## Faça isto
Responda a estas perguntas sobre o texto abaixo, a respeito do plano "Rearm Europe":
1. Em que ocasião o Papa Francisco proferiu as palavras citadas no início?
2. Cerca de quanto dinheiro o plano anunciado pela presidência da Comissão possibilitará mobilizar, e para quê?
3. Os gastos militares dos países da União já excedem os de qual país?

“O aumento dos recursos econômicos para armamentos tornou-se mais uma vez um instrumento das relações entre os Estados, mostrando que a paz só é possível e alcançável se for baseada no equilíbrio de sua posse. Tudo isso gera medo e terror e corre o risco de esmagar a segurança, esquecendo-se de como um evento imprevisível e incontrolável pode desencadear a faísca que põe em movimento o aparato bélico”. Essas palavras foram proferidas há menos de dois anos pelo Papa Francisco no 60º aniversário da Pacem in Terris e também se adequam bem ao que a Europa está vivendo, em um momento em que a presidência da Comissão anuncia um plano que possibilitará a mobilização de cerca de 800 bilhões de euros para a defesa da UE. “Rearm Europe” é o nome do plano, evocativo de momentos trágicos de “medo e terror” do passado recente.
A Europa, nos últimos três anos, infelizmente também se mostrou incapaz de iniciativa e criatividade diplomática. Ela só pareceu capaz de fornecer armas à Ucrânia, injustamente atacada pelas tropas russas, mas não de propor e buscar, ao mesmo tempo, caminhos concretos de negociação para pôr fim ao conflito sangrento. E agora está se preparando para investir, na esteira de iniciativas semelhantes tomadas por outras potências mundiais, a soma exorbitante de 800 bilhões em armas. Não os investe para combater a pobreza, para financiar programas capazes de melhorar as condições de vida daqueles que fogem de seus países por causa da violência e da miséria, para melhorar o bem-estar, a educação e as escolas, para garantir um futuro humano para a tecnologia ou para ajudar os idosos. Ela os investe para aumentar os arsenais e, portanto, os bolsos dos fabricantes de morte, apesar do fato de que os gastos militares dos países da União já atualmente excedem os da Federação Russa. Esse é realmente o caminho a seguir para assegurar um futuro pacífico e próspero para o Velho Continente e para o mundo inteiro? Será que a corrida armamentista realmente nos assegura? Será que essa é realmente a chave para redescobrir nossas raízes e valores?

## Registros listados
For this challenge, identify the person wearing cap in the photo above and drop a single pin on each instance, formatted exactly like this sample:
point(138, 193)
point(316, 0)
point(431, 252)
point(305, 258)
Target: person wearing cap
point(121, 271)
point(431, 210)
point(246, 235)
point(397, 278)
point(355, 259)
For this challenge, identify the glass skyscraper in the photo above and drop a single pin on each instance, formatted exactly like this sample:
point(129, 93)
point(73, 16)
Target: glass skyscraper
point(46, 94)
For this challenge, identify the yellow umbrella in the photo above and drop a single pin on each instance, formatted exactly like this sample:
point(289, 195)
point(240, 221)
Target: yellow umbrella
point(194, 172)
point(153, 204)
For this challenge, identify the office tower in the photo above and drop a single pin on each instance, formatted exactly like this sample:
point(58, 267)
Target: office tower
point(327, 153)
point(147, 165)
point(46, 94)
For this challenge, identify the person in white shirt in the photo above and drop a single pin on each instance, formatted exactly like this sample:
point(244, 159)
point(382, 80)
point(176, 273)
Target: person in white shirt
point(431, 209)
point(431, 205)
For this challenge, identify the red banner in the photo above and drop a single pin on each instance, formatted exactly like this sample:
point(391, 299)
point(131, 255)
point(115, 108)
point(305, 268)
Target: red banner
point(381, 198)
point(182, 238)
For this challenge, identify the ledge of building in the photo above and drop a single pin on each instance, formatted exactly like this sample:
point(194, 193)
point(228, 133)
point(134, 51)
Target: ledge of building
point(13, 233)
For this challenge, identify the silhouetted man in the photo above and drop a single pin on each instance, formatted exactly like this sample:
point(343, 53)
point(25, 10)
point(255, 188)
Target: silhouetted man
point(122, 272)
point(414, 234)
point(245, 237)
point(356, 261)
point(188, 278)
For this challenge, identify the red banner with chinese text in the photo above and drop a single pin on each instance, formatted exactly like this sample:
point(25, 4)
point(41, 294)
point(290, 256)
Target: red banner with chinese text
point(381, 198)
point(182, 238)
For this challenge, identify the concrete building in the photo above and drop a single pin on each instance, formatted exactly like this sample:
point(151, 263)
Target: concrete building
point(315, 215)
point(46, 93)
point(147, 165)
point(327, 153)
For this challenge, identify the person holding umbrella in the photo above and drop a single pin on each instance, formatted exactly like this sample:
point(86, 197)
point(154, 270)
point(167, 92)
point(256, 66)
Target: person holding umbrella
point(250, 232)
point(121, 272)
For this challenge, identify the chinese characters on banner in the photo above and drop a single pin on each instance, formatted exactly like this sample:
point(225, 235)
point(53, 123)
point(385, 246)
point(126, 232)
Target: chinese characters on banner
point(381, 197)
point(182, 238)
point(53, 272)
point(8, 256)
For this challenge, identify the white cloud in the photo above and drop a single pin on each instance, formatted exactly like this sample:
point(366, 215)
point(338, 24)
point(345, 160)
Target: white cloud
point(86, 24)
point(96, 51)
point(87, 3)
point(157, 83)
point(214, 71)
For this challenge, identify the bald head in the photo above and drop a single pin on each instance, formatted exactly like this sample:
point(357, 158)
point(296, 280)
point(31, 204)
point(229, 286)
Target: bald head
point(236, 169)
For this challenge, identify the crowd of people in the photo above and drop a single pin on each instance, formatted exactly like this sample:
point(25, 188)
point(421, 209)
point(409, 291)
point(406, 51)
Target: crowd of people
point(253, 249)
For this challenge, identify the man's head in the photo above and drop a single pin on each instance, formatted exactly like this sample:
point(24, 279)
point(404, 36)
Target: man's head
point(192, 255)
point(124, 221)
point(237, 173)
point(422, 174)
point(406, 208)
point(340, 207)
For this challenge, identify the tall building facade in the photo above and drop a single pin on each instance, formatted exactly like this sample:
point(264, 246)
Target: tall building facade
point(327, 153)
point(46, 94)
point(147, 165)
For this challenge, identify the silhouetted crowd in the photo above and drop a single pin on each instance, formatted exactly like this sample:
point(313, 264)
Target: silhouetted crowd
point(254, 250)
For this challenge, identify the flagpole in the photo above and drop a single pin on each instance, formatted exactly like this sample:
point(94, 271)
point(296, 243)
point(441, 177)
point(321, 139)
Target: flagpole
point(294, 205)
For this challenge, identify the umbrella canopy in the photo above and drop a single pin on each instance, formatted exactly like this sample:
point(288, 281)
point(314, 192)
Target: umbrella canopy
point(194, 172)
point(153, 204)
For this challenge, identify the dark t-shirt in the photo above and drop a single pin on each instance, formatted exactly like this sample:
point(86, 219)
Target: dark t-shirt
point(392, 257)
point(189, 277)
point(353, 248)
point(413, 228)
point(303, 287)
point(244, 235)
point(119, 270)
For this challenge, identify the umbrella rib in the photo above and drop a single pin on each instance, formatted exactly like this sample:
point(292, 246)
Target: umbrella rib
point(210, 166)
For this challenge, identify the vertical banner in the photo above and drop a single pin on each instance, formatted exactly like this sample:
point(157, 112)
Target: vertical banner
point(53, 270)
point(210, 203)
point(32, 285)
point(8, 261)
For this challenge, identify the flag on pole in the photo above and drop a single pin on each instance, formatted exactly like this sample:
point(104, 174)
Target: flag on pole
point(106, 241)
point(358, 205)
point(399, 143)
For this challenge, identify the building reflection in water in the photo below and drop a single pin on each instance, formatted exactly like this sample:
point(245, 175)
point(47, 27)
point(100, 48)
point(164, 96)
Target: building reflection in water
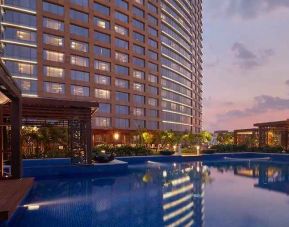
point(183, 194)
point(270, 176)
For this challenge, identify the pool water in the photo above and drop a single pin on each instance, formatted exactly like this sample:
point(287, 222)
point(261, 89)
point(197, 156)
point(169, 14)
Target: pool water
point(173, 194)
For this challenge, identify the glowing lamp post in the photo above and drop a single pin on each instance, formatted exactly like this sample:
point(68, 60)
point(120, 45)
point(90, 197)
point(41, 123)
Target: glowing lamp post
point(116, 136)
point(198, 149)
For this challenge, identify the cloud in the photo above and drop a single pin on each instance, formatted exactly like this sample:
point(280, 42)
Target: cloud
point(247, 59)
point(262, 104)
point(248, 9)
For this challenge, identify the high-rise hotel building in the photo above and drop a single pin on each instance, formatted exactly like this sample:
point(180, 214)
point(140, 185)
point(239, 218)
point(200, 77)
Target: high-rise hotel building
point(139, 59)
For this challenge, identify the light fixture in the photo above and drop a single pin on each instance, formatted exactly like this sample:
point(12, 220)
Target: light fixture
point(116, 136)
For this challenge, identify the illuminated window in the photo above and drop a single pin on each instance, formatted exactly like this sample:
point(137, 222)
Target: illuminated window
point(53, 56)
point(54, 88)
point(101, 65)
point(101, 79)
point(52, 40)
point(53, 24)
point(102, 94)
point(53, 72)
point(79, 90)
point(80, 61)
point(80, 46)
point(121, 57)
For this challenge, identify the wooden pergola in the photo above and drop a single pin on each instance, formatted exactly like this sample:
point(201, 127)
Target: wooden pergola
point(281, 127)
point(9, 92)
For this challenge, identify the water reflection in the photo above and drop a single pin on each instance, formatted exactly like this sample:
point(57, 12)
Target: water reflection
point(155, 194)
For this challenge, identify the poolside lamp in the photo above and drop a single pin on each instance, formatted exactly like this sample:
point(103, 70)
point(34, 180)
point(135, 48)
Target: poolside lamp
point(116, 136)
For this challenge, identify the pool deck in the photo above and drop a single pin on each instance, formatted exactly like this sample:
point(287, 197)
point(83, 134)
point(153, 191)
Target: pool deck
point(11, 194)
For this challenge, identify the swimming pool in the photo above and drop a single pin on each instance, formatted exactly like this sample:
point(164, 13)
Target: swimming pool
point(225, 193)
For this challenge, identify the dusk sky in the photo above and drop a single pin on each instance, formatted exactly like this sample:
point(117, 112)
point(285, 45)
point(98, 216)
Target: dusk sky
point(246, 63)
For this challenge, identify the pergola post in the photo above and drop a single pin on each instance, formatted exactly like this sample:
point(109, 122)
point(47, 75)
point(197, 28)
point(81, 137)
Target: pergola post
point(16, 166)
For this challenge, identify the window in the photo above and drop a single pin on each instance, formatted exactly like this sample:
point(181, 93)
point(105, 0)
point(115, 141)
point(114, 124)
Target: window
point(121, 70)
point(153, 90)
point(52, 8)
point(137, 12)
point(53, 56)
point(27, 86)
point(101, 79)
point(52, 40)
point(138, 49)
point(121, 57)
point(103, 122)
point(121, 123)
point(138, 87)
point(18, 34)
point(153, 67)
point(79, 75)
point(153, 113)
point(79, 46)
point(21, 69)
point(79, 90)
point(19, 18)
point(101, 9)
point(20, 52)
point(121, 30)
point(54, 88)
point(53, 72)
point(121, 3)
point(138, 74)
point(152, 8)
point(53, 24)
point(102, 94)
point(102, 37)
point(139, 99)
point(139, 123)
point(122, 109)
point(152, 20)
point(77, 15)
point(121, 43)
point(121, 96)
point(104, 108)
point(153, 43)
point(152, 101)
point(122, 17)
point(153, 55)
point(138, 37)
point(80, 61)
point(83, 3)
point(102, 51)
point(153, 31)
point(26, 4)
point(139, 1)
point(138, 61)
point(102, 65)
point(76, 30)
point(152, 125)
point(138, 24)
point(152, 78)
point(139, 112)
point(121, 83)
point(101, 23)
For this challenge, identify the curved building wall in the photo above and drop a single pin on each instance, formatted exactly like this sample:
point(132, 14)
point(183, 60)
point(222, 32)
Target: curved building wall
point(181, 71)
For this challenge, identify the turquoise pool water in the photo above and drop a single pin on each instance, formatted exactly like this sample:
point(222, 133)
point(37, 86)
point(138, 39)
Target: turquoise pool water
point(173, 194)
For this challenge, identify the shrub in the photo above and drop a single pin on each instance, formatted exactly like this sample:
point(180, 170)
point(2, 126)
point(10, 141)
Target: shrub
point(125, 150)
point(166, 152)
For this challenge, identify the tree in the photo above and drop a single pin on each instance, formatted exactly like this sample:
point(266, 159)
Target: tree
point(205, 137)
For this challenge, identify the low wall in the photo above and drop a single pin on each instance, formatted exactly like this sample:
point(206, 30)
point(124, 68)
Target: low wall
point(63, 167)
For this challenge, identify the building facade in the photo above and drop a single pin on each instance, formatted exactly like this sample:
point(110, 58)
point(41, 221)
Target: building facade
point(140, 60)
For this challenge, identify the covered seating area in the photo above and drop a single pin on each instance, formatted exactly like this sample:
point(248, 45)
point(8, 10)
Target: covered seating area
point(274, 134)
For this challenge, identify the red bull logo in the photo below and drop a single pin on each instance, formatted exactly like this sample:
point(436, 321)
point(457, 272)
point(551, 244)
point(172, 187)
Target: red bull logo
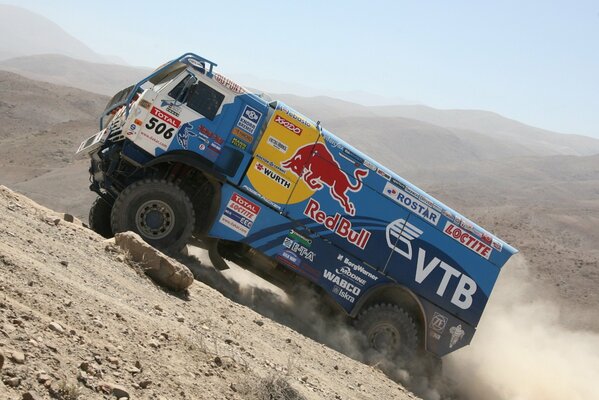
point(317, 167)
point(337, 224)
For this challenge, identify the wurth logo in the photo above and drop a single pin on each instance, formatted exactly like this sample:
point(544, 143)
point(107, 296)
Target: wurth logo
point(269, 173)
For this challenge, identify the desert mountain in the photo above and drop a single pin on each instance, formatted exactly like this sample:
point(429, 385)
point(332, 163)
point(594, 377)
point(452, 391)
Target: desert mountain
point(490, 133)
point(78, 321)
point(105, 79)
point(31, 33)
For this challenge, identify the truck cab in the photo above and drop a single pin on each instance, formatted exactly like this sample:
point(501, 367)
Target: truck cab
point(187, 154)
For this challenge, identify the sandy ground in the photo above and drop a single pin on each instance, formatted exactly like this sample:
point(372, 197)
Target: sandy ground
point(76, 318)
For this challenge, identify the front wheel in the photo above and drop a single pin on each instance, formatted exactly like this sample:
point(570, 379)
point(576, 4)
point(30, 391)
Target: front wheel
point(158, 210)
point(390, 331)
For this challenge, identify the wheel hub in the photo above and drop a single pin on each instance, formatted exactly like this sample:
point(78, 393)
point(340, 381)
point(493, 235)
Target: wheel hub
point(155, 219)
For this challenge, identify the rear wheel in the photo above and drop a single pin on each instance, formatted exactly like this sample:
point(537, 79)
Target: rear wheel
point(99, 217)
point(158, 210)
point(390, 331)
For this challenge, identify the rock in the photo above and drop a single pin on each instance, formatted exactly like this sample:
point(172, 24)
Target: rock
point(12, 382)
point(30, 396)
point(162, 269)
point(17, 357)
point(56, 327)
point(43, 377)
point(145, 384)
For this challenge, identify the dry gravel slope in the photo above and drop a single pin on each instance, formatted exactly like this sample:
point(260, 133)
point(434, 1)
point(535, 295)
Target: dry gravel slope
point(74, 314)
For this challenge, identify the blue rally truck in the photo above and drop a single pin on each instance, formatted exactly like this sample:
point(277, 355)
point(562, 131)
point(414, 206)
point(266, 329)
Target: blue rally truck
point(186, 153)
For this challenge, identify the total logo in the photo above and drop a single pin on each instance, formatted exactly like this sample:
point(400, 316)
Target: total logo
point(317, 167)
point(403, 232)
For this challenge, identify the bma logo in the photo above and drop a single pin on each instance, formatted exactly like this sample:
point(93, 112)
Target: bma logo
point(405, 232)
point(438, 322)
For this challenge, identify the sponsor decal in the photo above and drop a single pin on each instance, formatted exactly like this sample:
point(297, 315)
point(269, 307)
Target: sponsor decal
point(242, 135)
point(240, 214)
point(347, 272)
point(238, 143)
point(264, 199)
point(299, 238)
point(295, 116)
point(486, 238)
point(497, 245)
point(248, 121)
point(323, 169)
point(383, 174)
point(185, 133)
point(288, 124)
point(337, 224)
point(457, 333)
point(171, 106)
point(405, 233)
point(357, 267)
point(169, 119)
point(272, 175)
point(369, 165)
point(277, 144)
point(215, 147)
point(299, 249)
point(411, 203)
point(466, 239)
point(229, 84)
point(290, 257)
point(342, 288)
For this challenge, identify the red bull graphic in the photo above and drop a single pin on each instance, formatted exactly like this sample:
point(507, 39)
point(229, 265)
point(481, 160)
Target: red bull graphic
point(317, 167)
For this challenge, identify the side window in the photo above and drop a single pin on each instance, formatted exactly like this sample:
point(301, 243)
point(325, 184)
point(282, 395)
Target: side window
point(180, 91)
point(205, 100)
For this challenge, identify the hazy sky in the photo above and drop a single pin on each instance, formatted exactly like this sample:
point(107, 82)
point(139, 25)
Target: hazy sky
point(534, 61)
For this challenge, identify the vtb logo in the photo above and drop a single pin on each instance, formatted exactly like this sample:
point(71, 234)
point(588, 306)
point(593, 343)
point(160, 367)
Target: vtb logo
point(317, 167)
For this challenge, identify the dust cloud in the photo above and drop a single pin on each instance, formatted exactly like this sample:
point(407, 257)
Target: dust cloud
point(523, 349)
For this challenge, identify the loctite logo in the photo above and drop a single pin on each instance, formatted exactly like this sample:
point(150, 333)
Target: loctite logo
point(287, 124)
point(337, 224)
point(466, 239)
point(169, 119)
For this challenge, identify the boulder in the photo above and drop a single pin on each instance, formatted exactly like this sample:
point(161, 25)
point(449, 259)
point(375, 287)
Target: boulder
point(163, 269)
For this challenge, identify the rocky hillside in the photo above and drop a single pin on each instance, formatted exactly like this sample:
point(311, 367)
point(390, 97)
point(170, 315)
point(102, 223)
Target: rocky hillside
point(78, 322)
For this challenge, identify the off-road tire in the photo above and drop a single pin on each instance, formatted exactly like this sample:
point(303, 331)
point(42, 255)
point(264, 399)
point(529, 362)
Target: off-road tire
point(390, 330)
point(99, 217)
point(158, 210)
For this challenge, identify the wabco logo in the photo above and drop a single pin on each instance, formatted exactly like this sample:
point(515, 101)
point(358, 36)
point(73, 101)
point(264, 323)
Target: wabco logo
point(290, 126)
point(337, 224)
point(405, 232)
point(273, 176)
point(322, 169)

## Resultado final
1. No 60º aniversário da Pacem in Terris.
2. Cerca de 800 bilhões de euros, para a defesa da UE.
3. Os da Federação Russa.